Extract:
Spent the afternoon at a half-day workshop lead by Amma Thanasanti, a Buddhist nun, called "Building Community Through Awareness," which focused on the 'insight dialogue' techniques developed by Gregory Kramer, as well as methods of non-violent communication developed by Marshall Rosenberg.
It was pretty interesting, and I can see how practicing some of these techniques, like mindfulness of body meditation, can help one communicate more effectively with others in a way that fosters communal harmony. Being aware of the body and of the thoughts and feelings that arise rather than immediately identifying with them and constructing narratives around them can be a really useful tool, I think.
In addition, some of the exercises illustrated to me how much of how I act and react when talking to other people is the result of social conditioning, and not necessarily skillful or genuine. Often, when we talk to someone else, we have an agenda, we want to appear a certain way and act accordingly rather than in a way that the other person may need or would be more helpful to the situation. So focusing on our direct experiences, as opposed to the ways in which we tend to frame those experiences, can open up the space to be more discerning and responsive in our interactions.
Due to the limited amount of time, she couldn't go into all the steps and exercises (mostly just the first), but I'd definitely be interested in taking a full insight dialogue retreat one day. Has anyone been on a insight dialogue retreat?
Comments
Forgive the duplication of the response I gave you elsewhere...
Body language and physical demeanour are vital elements of communication. In fact as a whole, they take up the major percentage of how we communicate. If you think about it, language as we know it, is pretty new in comparison to how long we have been on the planet. Languages are still evolving and changing, constantly being added to... But humans - just the same as any other animal - have used body language for far longer than words.
We communicate primarily through our appearance and physical presentation and attitude. Actions speak louder than words, and we never get a second chance to make a first impression. Remember that when faced with having to kiss Aunt Mildred on the cheek...
I have myself attended a similar course but it was therapy-based during my Shiatsu studies.
It was more spiritually-themed than practical or anatomical and it taught me a huge amount about empathetic interaction.

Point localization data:
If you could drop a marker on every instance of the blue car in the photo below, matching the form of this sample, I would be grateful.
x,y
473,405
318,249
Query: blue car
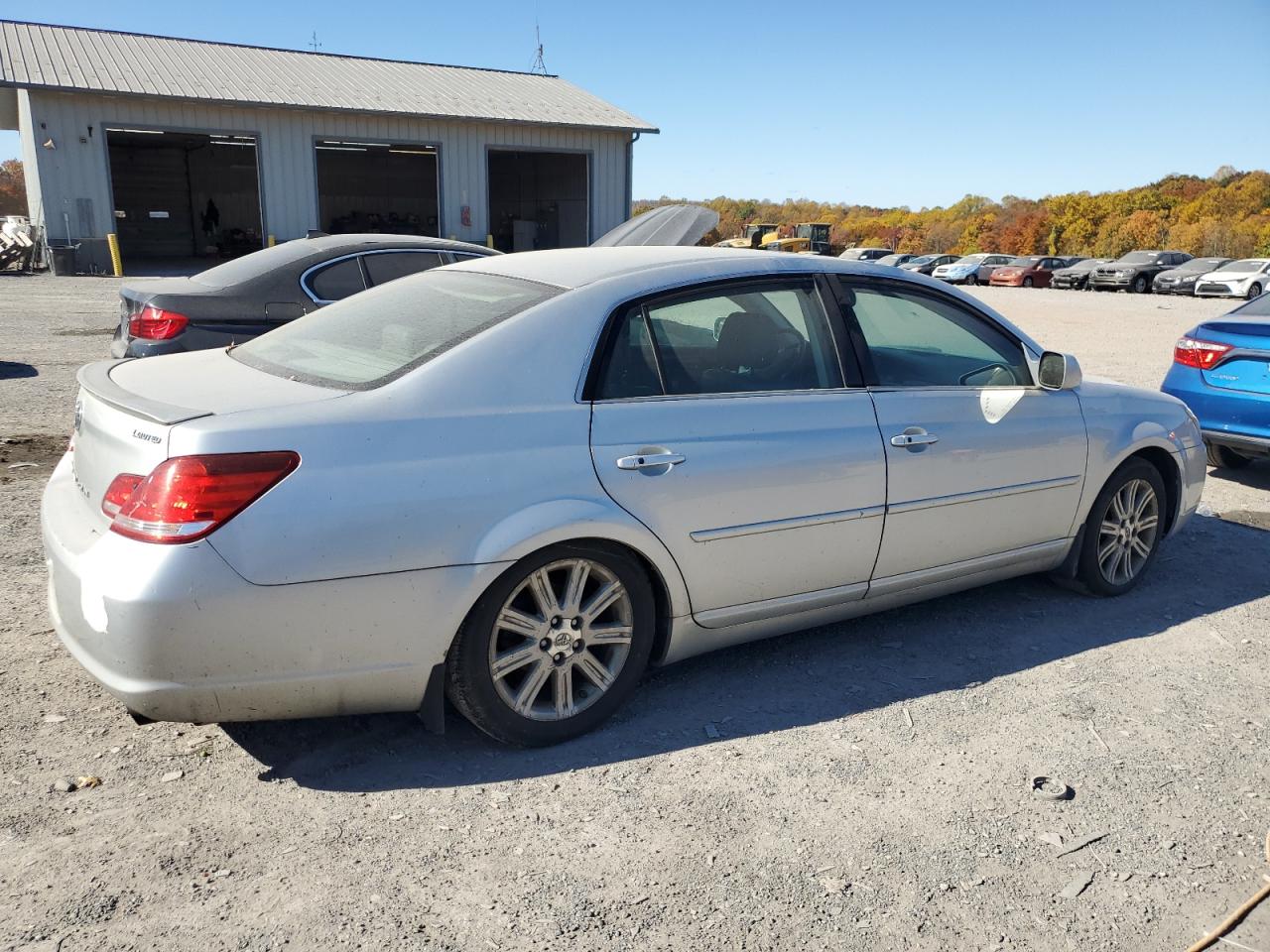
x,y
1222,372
---
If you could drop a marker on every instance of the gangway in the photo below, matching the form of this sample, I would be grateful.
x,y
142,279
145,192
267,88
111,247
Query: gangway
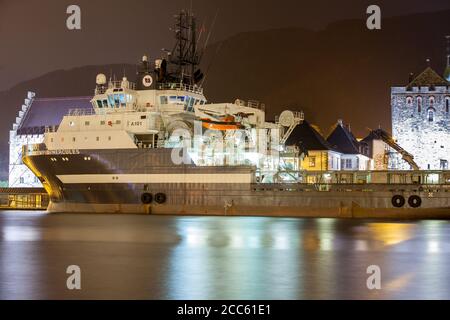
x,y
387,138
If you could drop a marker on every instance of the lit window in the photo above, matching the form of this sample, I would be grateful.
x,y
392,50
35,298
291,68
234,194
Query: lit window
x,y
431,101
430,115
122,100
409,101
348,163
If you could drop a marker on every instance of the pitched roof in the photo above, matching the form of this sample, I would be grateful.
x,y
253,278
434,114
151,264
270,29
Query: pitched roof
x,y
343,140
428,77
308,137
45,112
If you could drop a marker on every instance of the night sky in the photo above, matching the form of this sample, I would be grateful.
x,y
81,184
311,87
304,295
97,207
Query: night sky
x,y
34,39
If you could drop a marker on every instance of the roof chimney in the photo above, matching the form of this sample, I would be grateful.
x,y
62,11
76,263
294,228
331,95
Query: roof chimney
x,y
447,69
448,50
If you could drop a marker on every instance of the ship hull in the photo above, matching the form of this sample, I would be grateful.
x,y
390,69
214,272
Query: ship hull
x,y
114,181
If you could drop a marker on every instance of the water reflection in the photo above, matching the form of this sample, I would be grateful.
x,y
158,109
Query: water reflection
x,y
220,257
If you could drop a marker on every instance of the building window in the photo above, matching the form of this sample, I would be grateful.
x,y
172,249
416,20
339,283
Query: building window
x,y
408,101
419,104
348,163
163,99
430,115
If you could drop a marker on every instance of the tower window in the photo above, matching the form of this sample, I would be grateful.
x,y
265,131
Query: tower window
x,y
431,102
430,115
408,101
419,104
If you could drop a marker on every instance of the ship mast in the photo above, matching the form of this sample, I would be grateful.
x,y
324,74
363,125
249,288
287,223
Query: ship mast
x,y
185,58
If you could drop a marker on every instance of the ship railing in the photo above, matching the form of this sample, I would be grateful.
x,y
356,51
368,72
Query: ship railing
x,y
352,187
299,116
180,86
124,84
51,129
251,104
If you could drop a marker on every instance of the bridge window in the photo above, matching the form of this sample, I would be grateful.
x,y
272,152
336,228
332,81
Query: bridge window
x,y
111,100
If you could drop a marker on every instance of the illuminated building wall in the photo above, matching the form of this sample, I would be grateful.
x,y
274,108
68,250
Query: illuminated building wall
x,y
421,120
--
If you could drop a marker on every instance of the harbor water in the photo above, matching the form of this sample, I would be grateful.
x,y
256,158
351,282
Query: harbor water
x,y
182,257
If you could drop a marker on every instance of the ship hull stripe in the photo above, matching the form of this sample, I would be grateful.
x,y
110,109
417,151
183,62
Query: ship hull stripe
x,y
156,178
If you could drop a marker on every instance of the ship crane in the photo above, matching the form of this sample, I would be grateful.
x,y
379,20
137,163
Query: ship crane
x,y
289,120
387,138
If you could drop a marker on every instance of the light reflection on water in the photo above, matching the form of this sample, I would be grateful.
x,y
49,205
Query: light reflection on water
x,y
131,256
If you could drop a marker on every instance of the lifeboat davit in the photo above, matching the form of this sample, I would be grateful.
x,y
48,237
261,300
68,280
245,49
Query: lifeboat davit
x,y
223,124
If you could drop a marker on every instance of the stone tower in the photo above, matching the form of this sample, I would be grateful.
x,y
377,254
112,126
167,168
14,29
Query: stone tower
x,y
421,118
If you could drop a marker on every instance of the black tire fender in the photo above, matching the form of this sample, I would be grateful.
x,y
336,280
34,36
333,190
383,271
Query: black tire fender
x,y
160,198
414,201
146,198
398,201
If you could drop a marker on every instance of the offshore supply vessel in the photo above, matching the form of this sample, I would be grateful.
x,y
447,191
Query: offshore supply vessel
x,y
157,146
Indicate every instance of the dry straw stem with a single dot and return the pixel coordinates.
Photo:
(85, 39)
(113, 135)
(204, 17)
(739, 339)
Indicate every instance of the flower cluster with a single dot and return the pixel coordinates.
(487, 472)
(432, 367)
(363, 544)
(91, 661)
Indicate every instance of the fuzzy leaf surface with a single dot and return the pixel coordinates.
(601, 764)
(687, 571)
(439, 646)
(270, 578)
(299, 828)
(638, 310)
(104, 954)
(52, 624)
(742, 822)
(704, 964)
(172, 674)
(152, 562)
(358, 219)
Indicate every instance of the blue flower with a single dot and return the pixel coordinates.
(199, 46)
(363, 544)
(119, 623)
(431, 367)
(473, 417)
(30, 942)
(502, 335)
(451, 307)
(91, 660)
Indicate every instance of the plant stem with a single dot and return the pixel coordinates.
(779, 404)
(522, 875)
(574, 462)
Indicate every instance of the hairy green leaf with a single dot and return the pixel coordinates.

Your goal:
Answer these questions about the workshop post:
1. Who led the workshop?
2. Who developed the methods of non-violent communication that the workshop covered?
3. During what studies did the commenter attend a similar course?

Your response:
1. Amma Thanasanti, a Buddhist nun
2. Marshall Rosenberg
3. Shiatsu studies